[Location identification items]
=====
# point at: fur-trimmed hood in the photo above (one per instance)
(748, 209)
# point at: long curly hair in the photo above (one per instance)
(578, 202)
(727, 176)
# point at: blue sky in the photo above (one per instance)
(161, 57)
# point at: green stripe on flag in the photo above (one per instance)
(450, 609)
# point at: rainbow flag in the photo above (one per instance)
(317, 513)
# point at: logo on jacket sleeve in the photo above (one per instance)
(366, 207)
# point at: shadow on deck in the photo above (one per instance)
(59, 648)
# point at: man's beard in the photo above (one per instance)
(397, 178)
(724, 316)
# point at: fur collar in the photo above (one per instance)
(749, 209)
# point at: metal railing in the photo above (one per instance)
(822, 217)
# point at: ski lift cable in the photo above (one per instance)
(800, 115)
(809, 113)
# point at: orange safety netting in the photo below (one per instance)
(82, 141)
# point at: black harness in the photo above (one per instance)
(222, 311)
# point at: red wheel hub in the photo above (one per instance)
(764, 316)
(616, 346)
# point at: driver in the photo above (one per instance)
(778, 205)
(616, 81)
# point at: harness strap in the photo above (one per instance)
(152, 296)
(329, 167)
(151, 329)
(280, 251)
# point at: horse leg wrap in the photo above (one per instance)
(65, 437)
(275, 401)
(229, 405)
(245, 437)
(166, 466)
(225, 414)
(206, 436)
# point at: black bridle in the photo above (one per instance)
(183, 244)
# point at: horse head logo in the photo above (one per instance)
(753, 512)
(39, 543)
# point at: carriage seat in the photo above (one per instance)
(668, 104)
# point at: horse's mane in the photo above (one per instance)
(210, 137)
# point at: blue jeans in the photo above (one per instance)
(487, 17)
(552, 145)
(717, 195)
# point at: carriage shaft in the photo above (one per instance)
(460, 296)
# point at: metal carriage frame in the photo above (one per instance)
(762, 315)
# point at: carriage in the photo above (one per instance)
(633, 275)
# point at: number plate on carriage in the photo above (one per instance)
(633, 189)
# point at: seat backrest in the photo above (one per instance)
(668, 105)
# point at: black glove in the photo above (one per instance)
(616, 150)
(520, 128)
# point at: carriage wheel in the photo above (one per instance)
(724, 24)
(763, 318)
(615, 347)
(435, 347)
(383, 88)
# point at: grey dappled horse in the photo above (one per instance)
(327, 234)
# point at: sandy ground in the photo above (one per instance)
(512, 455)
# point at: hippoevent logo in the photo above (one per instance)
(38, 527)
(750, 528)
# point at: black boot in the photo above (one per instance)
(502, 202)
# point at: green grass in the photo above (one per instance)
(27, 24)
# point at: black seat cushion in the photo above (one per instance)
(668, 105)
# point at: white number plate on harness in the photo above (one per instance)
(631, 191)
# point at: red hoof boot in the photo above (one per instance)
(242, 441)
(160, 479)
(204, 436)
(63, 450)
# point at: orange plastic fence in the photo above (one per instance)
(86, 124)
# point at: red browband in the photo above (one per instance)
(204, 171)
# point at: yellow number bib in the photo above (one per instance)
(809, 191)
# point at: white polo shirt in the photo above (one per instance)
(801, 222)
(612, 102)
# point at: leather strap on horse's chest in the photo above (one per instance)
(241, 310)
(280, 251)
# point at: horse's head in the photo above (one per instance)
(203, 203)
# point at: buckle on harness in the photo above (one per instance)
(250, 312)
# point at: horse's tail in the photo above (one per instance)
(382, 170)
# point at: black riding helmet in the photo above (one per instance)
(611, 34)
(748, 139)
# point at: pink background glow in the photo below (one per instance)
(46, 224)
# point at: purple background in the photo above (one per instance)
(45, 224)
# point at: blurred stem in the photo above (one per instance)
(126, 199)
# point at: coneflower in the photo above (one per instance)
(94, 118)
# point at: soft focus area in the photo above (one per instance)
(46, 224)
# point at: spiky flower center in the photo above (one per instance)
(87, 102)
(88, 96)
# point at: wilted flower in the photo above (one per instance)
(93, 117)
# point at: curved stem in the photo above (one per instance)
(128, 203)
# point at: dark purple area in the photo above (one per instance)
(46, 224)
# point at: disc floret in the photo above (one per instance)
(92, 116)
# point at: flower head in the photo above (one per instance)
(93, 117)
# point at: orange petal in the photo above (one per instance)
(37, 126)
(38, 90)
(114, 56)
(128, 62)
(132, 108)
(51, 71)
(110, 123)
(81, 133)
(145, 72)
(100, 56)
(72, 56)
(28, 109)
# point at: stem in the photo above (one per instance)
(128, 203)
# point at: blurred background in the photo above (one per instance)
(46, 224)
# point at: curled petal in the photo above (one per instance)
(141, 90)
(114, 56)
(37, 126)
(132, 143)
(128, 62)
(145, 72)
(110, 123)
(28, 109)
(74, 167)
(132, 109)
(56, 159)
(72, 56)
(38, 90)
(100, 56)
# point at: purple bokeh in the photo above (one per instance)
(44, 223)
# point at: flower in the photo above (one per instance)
=====
▶ [Your task]
Write out the complete set of records exactly as given.

▶ [The answer]
# point at: fur-trimmed hood in the photo above (one per instance)
(748, 209)
# point at: long curly hair in the photo above (one per instance)
(578, 202)
(727, 176)
# point at: blue sky in the photo above (one per instance)
(161, 57)
# point at: green stripe on flag in the photo above (one per instance)
(450, 609)
# point at: rainbow flag in the photo above (one per instance)
(317, 513)
# point at: logo on jacket sleeve in the photo above (one per instance)
(366, 207)
# point at: shadow on deck in the photo above (one per instance)
(59, 648)
# point at: man's beard in the photo above (one per instance)
(397, 178)
(724, 316)
# point at: fur collar in the photo above (one per instance)
(749, 209)
# point at: metal railing in the photo above (one per instance)
(822, 217)
# point at: ski lift cable in the photo above (one per instance)
(800, 115)
(809, 113)
# point at: orange safety netting in the photo below (one per instance)
(82, 141)
# point at: black harness in the photo above (one per instance)
(222, 311)
# point at: red wheel hub in the photo above (one per instance)
(764, 316)
(616, 346)
# point at: driver in the photo above (one per instance)
(778, 205)
(616, 81)
# point at: harness strap in the photo above (one per instance)
(152, 296)
(329, 167)
(151, 329)
(280, 251)
# point at: horse leg wrap in the photo above (one per instance)
(65, 437)
(275, 401)
(229, 405)
(245, 437)
(166, 466)
(225, 414)
(206, 436)
# point at: black bridle in the photo above (one per instance)
(183, 244)
# point at: horse head logo in the photo above (one per instance)
(753, 512)
(39, 543)
# point at: carriage seat in the photo above (one per instance)
(668, 104)
# point at: horse's mane in the photo above (one per instance)
(210, 137)
# point at: blue jeans in the photo above (one per instance)
(487, 17)
(552, 145)
(717, 195)
# point at: carriage shaft in the photo above (one per instance)
(460, 296)
# point at: metal carriage frame in the photo above (one per instance)
(762, 315)
# point at: carriage in the photo above (one per instance)
(633, 275)
# point at: number plate on carriage in the photo above (one per instance)
(633, 189)
# point at: seat backrest in the photo above (one per instance)
(668, 105)
# point at: black glove in the photo above (one per instance)
(616, 150)
(520, 128)
# point at: carriage wheel in the photo above (one per instance)
(724, 24)
(763, 318)
(615, 347)
(435, 347)
(383, 88)
# point at: grey dappled horse in the photo above (one per instance)
(327, 234)
# point at: sandy ground in the photo above (one per instance)
(512, 455)
# point at: hippoevent logo in the photo above (one per instance)
(38, 527)
(750, 528)
# point at: black boot in the photo above (one per instance)
(502, 202)
# point at: green grass in the photo above (one per instance)
(27, 24)
# point at: black seat cushion in the photo above (one per instance)
(668, 105)
# point at: white number plate on harness in the photo above (one per instance)
(631, 191)
# point at: red hoof boot in the photo above (one per instance)
(242, 441)
(160, 479)
(204, 436)
(63, 450)
# point at: orange plastic fence in the photo above (one per instance)
(86, 124)
# point at: red browband in the photo above (one per instance)
(204, 171)
# point at: yellow number bib in the photo above (one per instance)
(809, 191)
# point at: white polo shirt in the photo above (one per instance)
(801, 222)
(612, 102)
# point at: leather strap on horse's chest in the photo above (one per instance)
(241, 310)
(280, 251)
# point at: horse's head in the photo above (one per instance)
(203, 203)
# point at: buckle on harness in the photo above (one per instance)
(250, 312)
# point at: horse's tail in the photo above (one per instance)
(382, 170)
# point at: black riding helmet in the photo above (one per instance)
(611, 34)
(748, 139)
# point at: pink background glow in the photo below (one per instance)
(46, 224)
# point at: purple background in the photo above (one per instance)
(45, 224)
# point at: blurred stem in the photo above (one per instance)
(126, 199)
# point at: coneflower in the photo above (one per instance)
(94, 118)
# point at: soft focus area in the photo above (one per instance)
(46, 224)
# point at: spiky flower center in the photo above (one per instance)
(87, 102)
(88, 96)
# point at: wilted flower in the photo above (one per instance)
(93, 117)
# point at: curved stem in the photo above (one per instance)
(128, 203)
# point at: dark purple area in the photo above (one per instance)
(46, 224)
# point at: disc floret in the photo above (one per instance)
(92, 116)
# point at: flower head in the photo above (one per instance)
(93, 117)
# point at: orange petal in the photo above (one per instance)
(37, 126)
(38, 90)
(114, 56)
(128, 62)
(132, 108)
(51, 71)
(110, 123)
(81, 133)
(145, 72)
(100, 56)
(72, 56)
(28, 109)
# point at: stem in the photo above (one per instance)
(128, 203)
# point at: blurred background in the photo above (one per instance)
(46, 224)
# point at: curled petal in the photo above (one per instance)
(141, 90)
(114, 56)
(37, 126)
(132, 143)
(128, 62)
(145, 72)
(110, 123)
(28, 109)
(74, 167)
(132, 109)
(56, 159)
(72, 56)
(38, 90)
(100, 56)
# point at: purple bokeh in the photo above (one per instance)
(44, 223)
# point at: flower in the photo above (one per instance)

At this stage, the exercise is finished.